■ **WORK TO COMPLETE**:
a - In the text on acute tubular necrosis, rewrite the paragraph beginning "ATN, along with prerenal azotemia" as a short bulleted list that keeps its main facts.
b - Resume the text on acute tubular necrosis after its last sentence and continue it.

Acute tubular necrosis
Acute tubular necrosis is a kidney disorder involving damage to the renal tubule cells, resulting in acute kidney failure.
Necrosis - renal tubular; ATN; Necrosis - acute tubular
Acute tubular necrosis (ATN) is caused by ischemia of the kidneys (lack of oxygen to the kidney tissues), or by exposure to materials that are poisonous to the kidney (nephrotoxic agents).
The internal structures of the kidney, particularly the tissues of the kidney tubule, become damaged or destroyed. ATN is one of the most common structural changes associated with the development of acute renal failure.
ATN, along with prerenal azotemia are the most common causes of renal failure in hospitalized patients. Risks for acute tubular necrosis include injury or trauma with resulting damage to the muscles, recent major surgery, blood transfusion reaction, septic shock or other forms of shock, and severe hypotension (low blood pressure) that lasts longer than 30 minutes.
Any condition that causes a reduction in the amount of blood being pumped by the heart may cause ATN. Liver disease and damage caused by diabetes (diabetic nephropathy) may make a person more susceptible to the condition.
ATN can be caused by:
- Exposure to nephrotoxic agents such as aminoglycoside antibiotics
- Antifungal agents such as amphotericin
- Dye used for radiographic (x-ray) studies
- Urine output, decreased or none
- Generalized swelling, fluid retention
- Nausea, vomiting
- Decreased consciousness
- Drowsy, lethargic, hard to arouse
- Delirium or confusion
Note: Other symptoms of acute renal failure may also be present.
Exams and Tests
Examination usually indicates acute renal failure. There may be signs of fluid overload, including abnormal sounds on listening to the heart and lungs with a stethoscope (auscultation).
- Urinalysis may show casts, renal tubular cells, and red blood cells.
- Urine sodium may be high.
- Fractional excretion of sodium and of urea may be relatively high.
- Urine specific gravity and osmolarity urine indicate dilute urine
- BUN and serum creatinine levels may increase.
A kidney biopsy may show acute tubular necrosis, but a biopsy is rarely performed.
In most people, acute tubular necrosis is reversible. The goal of treatment is to prevent life-threatening complications of acute renal failure during the time the lesion is present.
Treatment focuses on preventing the excess accumulation of fluids and wastes while allowing the kidneys to heal. Observation for deterioration of kidney function should be ongoing.
Fluid intake may be restricted to a volume equal to the volume of urine produced.
The intake of substances that are normally excreted by the kidney may be restricted to minimize their buildup in the body. This may include a diet high in carbohydrates, low in protein, reduced sodium, and reduced potassium.

■ **RECORDS SHOWN**:
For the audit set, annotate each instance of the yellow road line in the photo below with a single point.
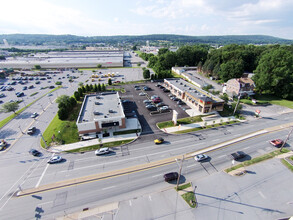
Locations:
(143, 167)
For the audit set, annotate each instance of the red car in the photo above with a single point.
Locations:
(156, 100)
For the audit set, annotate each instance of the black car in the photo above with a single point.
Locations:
(237, 155)
(171, 176)
(35, 153)
(31, 130)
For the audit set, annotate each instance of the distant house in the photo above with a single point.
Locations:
(241, 86)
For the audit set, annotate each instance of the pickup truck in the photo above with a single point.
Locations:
(276, 142)
(237, 155)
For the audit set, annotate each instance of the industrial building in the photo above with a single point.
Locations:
(66, 59)
(194, 97)
(100, 112)
(189, 73)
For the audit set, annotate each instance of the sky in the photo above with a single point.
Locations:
(140, 17)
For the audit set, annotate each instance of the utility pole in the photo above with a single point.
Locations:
(179, 172)
(286, 139)
(237, 104)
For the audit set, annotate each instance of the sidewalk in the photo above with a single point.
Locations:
(80, 144)
(197, 125)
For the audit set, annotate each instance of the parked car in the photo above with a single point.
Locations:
(160, 104)
(159, 140)
(147, 101)
(55, 159)
(171, 176)
(35, 152)
(34, 115)
(180, 102)
(277, 143)
(3, 144)
(237, 155)
(164, 108)
(200, 157)
(157, 100)
(31, 130)
(102, 151)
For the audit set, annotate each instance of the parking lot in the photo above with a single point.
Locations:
(147, 119)
(25, 90)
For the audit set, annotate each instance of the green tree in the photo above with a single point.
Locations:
(72, 102)
(146, 73)
(62, 113)
(109, 81)
(274, 73)
(80, 92)
(10, 107)
(76, 96)
(231, 69)
(103, 87)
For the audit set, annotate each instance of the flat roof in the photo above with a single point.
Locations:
(98, 106)
(193, 90)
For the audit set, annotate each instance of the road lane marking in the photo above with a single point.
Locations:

■ **SET OF ANSWERS**:
a -
- ATN and prerenal azotemia are the most common causes of renal failure in hospitalized patients.
- Risks for ATN:
  - injury or trauma that damages the muscles
  - recent major surgery
  - blood transfusion reaction
  - septic shock or other forms of shock
  - severe hypotension (low blood pressure) lasting longer than 30 minutes

b -
The underlying cause must be identified and treated.
Diuretics (water pills) may be used to increase fluid excretion from the kidney. Medications may be given to control potassium levels in the bloodstream.
Dialysis may be used to remove excess waste and fluids. This often makes the person feel better, and may make the kidney failure easier to control. Dialysis may not be necessary for all people, but is frequently lifesaving, particularly if serum potassium is dangerously high.
Decreased mental status, pericarditis, increased potassium levels, total lack of urine production, fluid overload, and uncontrolled accumulation of nitrogen waste products are common indications for dialysis.
The duration of symptoms of ATN is variable. The decreased urine output phase may last from a few days to 6 weeks or more. This is occasionally followed by a period of high urine output, where the healed and newly functioning kidneys attempt to clear the body of fluid and wastes. One or two days after urine output rises, symptoms reduce and laboratory values begin to return to normal.
When to Contact a Medical Professional
Call your health care provider if urine output decreases or stops, or if other symptoms suggestive of acute tubular necrosis develop.
Prompt treatment of conditions that can result in decreased blood flow and/or decreased oxygenation of the kidneys may reduce the risk of acute tubular necrosis.
Blood transfusions are crossmatched to reduce the risk of incompatibility reactions.
Disorders such as diabetes, liver disorders, or cardiac disorders must be controlled as much as possible to reduce the risk of ATN.
Exposure to medications that can be toxic to the kidney should be carefully monitored. Serum levels of the medication may be checked regularly. Adequate hydration after radiocontrast dyes may allow their excretion and reduce the risk of kidney damage.